Goal of the exercise: Find every line below that contains the string "yellow", treating uppercase and lowercase as different, and copy each of those lines.

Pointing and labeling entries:
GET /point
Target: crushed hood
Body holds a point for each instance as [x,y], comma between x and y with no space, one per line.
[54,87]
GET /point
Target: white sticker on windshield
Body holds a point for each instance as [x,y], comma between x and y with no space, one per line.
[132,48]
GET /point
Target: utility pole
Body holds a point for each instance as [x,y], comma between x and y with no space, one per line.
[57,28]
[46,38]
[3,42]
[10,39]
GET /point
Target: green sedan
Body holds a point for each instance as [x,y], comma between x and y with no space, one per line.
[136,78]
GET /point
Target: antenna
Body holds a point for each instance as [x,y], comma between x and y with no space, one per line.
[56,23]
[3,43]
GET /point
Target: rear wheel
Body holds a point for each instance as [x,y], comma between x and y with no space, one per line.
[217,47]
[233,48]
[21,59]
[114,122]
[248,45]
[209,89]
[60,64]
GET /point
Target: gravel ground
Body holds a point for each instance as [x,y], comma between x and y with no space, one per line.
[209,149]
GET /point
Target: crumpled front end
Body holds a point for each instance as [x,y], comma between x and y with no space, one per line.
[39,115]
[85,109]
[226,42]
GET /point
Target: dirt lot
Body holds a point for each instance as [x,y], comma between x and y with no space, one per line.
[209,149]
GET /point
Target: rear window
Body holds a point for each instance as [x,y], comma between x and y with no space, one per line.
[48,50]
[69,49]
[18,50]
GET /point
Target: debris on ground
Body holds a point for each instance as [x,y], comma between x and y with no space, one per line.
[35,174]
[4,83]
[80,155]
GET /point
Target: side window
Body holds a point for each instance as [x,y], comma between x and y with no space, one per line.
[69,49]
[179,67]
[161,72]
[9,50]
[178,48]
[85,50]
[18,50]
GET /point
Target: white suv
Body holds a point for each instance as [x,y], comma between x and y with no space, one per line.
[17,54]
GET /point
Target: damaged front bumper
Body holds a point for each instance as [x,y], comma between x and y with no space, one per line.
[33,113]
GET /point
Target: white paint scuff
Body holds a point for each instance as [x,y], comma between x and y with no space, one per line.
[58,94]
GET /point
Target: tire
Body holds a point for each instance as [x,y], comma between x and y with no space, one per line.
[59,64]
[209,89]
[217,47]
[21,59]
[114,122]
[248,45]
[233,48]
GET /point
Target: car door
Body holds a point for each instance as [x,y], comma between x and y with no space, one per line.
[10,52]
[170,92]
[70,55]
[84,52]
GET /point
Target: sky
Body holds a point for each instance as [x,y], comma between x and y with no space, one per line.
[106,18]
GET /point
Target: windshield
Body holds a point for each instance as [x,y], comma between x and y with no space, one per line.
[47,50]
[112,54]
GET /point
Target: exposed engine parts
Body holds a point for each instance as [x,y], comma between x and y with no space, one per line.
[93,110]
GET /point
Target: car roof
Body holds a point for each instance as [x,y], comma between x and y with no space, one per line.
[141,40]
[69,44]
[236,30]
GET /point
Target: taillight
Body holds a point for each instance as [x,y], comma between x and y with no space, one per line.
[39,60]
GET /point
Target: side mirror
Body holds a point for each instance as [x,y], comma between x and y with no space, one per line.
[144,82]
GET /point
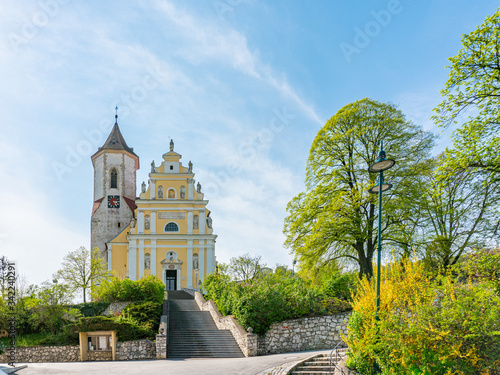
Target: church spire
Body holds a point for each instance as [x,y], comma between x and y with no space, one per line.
[115,139]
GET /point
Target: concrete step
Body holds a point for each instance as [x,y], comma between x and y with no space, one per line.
[176,305]
[178,294]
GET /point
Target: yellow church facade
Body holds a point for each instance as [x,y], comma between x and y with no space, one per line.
[169,234]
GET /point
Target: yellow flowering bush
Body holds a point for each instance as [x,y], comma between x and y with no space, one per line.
[427,325]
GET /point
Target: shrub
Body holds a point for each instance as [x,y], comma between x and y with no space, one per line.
[427,325]
[146,313]
[91,308]
[269,299]
[149,288]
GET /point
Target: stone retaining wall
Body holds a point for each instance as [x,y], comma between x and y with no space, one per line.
[316,333]
[247,341]
[125,351]
[137,349]
[33,354]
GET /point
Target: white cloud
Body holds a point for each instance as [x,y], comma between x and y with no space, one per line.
[227,46]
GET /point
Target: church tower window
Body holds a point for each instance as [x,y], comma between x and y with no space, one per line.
[171,193]
[114,179]
[171,227]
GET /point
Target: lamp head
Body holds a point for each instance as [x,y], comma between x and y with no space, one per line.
[375,189]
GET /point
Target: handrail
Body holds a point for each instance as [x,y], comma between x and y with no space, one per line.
[337,358]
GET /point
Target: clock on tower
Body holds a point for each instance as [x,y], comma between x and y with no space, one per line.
[113,201]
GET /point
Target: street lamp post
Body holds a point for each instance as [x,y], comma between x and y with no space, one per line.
[379,167]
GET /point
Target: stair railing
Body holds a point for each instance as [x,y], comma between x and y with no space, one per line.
[335,361]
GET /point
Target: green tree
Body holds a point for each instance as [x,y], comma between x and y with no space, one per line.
[336,218]
[81,269]
[459,213]
[245,267]
[473,91]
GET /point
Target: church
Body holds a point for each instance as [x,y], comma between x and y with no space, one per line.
[165,232]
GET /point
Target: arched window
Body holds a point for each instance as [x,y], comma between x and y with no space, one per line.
[171,193]
[195,261]
[114,179]
[171,227]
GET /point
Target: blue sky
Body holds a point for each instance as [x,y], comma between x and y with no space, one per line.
[241,86]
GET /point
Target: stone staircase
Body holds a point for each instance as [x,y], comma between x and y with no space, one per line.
[319,365]
[192,333]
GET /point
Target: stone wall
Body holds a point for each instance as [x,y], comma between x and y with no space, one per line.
[247,341]
[137,349]
[316,333]
[129,350]
[32,354]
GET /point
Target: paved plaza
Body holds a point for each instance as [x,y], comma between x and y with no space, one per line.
[218,366]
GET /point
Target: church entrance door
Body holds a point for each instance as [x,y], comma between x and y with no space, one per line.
[171,280]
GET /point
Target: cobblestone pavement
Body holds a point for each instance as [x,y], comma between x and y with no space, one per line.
[219,366]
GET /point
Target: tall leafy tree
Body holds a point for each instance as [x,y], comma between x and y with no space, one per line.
[460,211]
[472,96]
[335,219]
[81,269]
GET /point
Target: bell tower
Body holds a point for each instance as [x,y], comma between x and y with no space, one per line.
[115,165]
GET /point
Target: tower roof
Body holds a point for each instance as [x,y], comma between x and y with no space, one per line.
[116,141]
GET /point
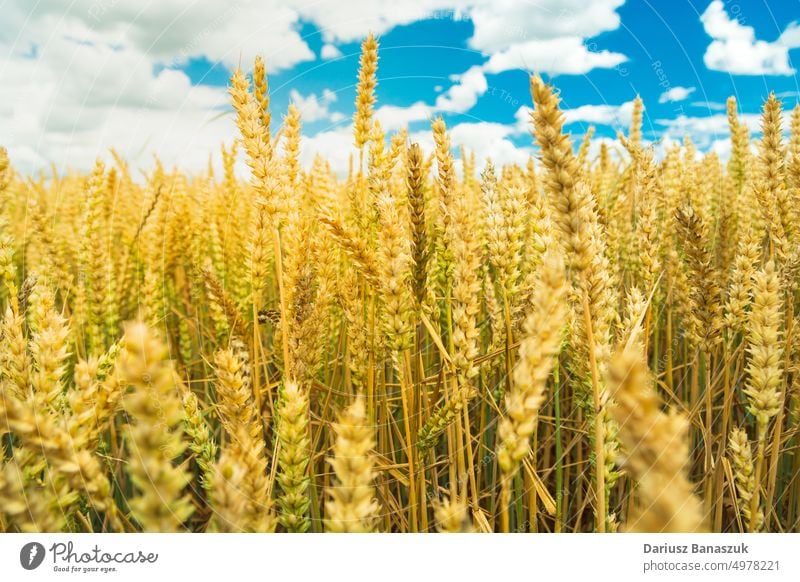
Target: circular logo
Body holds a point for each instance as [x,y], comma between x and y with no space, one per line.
[31,555]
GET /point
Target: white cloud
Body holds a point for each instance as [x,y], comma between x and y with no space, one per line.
[735,49]
[501,24]
[330,51]
[709,125]
[565,55]
[676,94]
[80,77]
[710,105]
[463,95]
[173,31]
[313,108]
[75,100]
[486,139]
[393,117]
[611,115]
[710,132]
[489,140]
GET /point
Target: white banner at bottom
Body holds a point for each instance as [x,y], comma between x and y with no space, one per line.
[398,557]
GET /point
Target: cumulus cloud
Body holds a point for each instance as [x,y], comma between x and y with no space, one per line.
[80,77]
[566,55]
[393,117]
[735,48]
[314,108]
[603,114]
[330,51]
[676,94]
[463,95]
[75,99]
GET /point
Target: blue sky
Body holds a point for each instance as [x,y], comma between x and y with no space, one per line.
[151,77]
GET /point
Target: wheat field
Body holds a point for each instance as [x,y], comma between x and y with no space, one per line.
[589,343]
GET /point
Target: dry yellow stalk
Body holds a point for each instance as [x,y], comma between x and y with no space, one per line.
[351,507]
[656,451]
[153,433]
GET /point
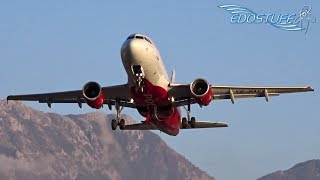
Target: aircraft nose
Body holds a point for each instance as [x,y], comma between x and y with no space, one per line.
[132,47]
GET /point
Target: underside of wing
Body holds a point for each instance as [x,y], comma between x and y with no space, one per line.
[183,96]
[140,126]
[121,93]
[205,124]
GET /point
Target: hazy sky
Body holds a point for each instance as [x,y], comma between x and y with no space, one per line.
[50,46]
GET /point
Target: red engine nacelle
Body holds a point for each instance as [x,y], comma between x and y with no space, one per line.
[201,92]
[93,94]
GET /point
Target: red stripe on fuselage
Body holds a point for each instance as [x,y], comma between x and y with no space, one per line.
[153,98]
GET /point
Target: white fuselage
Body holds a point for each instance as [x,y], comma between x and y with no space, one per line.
[140,50]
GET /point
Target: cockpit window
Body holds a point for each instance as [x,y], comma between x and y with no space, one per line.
[139,37]
[131,37]
[148,40]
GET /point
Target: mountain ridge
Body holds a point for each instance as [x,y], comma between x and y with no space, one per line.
[308,170]
[42,145]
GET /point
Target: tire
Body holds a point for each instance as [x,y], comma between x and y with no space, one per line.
[184,123]
[114,124]
[122,124]
[140,89]
[193,122]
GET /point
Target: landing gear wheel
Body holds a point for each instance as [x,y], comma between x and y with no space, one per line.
[140,89]
[114,124]
[122,124]
[193,122]
[184,123]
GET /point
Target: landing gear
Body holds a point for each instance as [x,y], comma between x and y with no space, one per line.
[139,75]
[118,122]
[187,120]
[114,124]
[184,123]
[122,124]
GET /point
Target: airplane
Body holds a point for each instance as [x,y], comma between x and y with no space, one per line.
[156,97]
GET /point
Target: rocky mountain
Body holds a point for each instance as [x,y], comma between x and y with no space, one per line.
[39,145]
[309,170]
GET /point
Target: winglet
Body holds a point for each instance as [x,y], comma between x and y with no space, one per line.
[173,76]
[309,88]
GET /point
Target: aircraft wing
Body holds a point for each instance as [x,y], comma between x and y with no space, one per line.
[112,93]
[199,124]
[182,93]
[205,124]
[140,126]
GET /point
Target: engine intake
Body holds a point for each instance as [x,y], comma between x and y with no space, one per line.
[93,94]
[201,92]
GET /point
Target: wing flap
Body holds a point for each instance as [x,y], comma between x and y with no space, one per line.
[140,126]
[182,94]
[206,124]
[112,93]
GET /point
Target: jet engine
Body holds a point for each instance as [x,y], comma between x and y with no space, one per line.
[93,94]
[201,92]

Complete output:
Target: yellow church facade
Target: yellow flowering bush
Target: dry yellow stalk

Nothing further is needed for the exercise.